*FRAGMENTO*
#####
Los análisis que se vienen realizando desde la caída de Hillary Clinton, casi en su mayoría, se centran en la clase media urbana, buena parte conformada por los millennials, que ocupan puestos laborales en sectores vinculados a las nuevas tecnologías como el objeto de odio por parte de los suprematistas: los blancos de mediana edad víctimas del cambio de paradigma que acarrea desempleo, pobreza creciente y destrucción, arrastrando en la caída los valores de una clase que aún defiende la religión y que se manifiesta contraria a la diversidad, el signo que distingue a los jóvenes integrados. Estos son los culpables para los desplazados.
El mismo día que la prensa europea difundía los resultados liberadores de las elecciones holandesas, en sus páginas se incluía uno de los anuncios de la nueva campaña de Dolce & Gabbana. El marketing suele desvariar en su ansia de imponer al mercado de consumo la circulación de bienes o políticos pero suele captar el espíritu de cada coyuntura y servirse del mismo para vender.
#####
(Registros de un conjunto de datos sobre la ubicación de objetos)

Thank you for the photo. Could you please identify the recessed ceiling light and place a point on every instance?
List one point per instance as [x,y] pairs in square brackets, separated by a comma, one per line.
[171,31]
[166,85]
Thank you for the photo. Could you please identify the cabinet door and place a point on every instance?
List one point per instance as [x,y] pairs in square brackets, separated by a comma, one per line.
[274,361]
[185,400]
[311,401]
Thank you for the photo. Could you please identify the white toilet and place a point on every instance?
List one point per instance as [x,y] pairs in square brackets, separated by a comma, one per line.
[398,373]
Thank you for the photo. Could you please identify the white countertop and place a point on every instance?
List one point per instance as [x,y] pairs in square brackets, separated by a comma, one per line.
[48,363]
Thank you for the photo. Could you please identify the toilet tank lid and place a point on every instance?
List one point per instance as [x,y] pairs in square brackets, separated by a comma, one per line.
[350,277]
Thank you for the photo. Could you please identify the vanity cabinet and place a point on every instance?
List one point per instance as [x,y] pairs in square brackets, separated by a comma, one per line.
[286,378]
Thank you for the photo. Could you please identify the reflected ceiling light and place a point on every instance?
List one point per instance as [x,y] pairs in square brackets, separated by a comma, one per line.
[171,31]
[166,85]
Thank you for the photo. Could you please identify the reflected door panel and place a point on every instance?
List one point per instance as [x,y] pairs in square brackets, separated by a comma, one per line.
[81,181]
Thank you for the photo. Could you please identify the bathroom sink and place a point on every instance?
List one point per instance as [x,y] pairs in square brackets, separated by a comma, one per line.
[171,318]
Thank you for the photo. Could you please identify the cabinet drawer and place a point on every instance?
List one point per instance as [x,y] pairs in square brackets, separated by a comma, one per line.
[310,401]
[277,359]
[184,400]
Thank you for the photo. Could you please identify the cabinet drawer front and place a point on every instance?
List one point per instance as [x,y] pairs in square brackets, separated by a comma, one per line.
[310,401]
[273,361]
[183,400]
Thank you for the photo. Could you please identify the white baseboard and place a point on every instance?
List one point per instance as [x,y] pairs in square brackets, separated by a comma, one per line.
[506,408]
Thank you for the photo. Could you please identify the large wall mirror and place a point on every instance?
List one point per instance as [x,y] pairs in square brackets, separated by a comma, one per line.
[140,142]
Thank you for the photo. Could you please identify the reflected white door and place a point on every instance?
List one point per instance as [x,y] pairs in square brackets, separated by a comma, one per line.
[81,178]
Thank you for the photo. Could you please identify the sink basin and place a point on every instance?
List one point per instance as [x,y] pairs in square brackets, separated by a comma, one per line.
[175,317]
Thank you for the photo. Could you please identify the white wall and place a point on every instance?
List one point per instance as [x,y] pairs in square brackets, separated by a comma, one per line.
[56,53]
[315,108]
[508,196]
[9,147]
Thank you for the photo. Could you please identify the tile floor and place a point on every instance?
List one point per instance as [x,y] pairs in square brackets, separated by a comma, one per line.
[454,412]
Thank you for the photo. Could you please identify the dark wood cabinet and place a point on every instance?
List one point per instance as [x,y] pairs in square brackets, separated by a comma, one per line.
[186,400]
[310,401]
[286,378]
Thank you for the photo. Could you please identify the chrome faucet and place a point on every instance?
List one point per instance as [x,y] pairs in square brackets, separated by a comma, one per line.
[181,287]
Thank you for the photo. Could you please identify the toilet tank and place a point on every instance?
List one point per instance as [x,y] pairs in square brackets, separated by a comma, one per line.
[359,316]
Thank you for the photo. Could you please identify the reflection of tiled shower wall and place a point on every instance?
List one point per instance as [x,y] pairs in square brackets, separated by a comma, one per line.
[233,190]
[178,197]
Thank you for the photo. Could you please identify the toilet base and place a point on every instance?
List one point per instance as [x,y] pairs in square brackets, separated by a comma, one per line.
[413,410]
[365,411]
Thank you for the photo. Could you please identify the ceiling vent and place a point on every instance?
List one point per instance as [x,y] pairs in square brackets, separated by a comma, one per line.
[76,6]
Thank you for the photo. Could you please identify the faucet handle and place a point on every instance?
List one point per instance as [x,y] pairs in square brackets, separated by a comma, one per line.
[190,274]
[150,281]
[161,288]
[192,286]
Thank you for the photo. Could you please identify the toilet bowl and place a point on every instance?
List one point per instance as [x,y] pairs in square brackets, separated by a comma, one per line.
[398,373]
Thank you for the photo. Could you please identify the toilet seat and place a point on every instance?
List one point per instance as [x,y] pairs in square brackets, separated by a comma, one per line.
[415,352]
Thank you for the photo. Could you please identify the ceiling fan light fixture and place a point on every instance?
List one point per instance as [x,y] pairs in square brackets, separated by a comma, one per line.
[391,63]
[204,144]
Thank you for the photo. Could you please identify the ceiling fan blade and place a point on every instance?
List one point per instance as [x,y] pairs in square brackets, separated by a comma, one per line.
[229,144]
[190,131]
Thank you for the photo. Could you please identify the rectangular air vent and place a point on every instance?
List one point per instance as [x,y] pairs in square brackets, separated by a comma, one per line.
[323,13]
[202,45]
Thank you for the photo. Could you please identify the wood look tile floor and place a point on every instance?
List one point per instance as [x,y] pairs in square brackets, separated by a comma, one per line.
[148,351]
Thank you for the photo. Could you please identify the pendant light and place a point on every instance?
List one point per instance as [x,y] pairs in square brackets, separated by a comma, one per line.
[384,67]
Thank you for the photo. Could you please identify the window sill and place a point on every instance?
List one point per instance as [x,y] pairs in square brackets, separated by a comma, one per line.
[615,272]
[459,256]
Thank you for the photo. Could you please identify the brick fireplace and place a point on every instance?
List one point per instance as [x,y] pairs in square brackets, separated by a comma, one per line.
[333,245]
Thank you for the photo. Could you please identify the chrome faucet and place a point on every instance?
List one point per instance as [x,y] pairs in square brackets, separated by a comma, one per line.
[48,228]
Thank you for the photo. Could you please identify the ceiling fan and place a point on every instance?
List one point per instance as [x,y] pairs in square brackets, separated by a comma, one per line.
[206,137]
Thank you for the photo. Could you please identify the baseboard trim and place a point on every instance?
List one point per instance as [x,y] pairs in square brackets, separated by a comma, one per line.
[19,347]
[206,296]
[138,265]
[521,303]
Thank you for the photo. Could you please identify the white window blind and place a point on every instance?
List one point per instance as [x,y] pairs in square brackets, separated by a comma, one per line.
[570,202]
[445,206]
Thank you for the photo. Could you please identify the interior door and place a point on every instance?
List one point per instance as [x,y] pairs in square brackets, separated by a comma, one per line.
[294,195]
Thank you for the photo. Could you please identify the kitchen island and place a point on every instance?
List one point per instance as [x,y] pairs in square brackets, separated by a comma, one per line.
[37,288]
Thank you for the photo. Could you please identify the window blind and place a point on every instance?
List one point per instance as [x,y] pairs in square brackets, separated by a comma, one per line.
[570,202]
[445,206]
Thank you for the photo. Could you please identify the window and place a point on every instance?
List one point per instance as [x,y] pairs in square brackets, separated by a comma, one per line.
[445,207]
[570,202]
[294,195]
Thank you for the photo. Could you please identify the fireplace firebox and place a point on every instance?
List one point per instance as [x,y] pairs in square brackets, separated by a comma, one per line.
#####
*RETO A*
Repite al pie de la letra el pasaje del fragmento que arranca con las palabras que contienen "Los análisis que" y llega hasta "para los desplazados.".
*RETO B*
Según el fragmento, ¿qué aparecía en las páginas de la prensa europea el mismo día en que difundía los resultados de las elecciones holandesas?
Los registros provienen de otra fuente.

*RESULTADO CORRECTO A*
Los análisis que se vienen realizando desde la caída de Hillary Clinton, casi en su mayoría, se centran en la clase media urbana, buena parte conformada por los millennials, que ocupan puestos laborales en sectores vinculados a las nuevas tecnologías como el objeto de odio por parte de los suprematistas: los blancos de mediana edad víctimas del cambio de paradigma que acarrea desempleo, pobreza creciente y destrucción, arrastrando en la caída los valores de una clase que aún defiende la religión y que se manifiesta contraria a la diversidad, el signo que distingue a los jóvenes integrados. Estos son los culpables para los desplazados.

*RESULTADO CORRECTO B*
Uno de los anuncios de la nueva campaña de Dolce & Gabbana.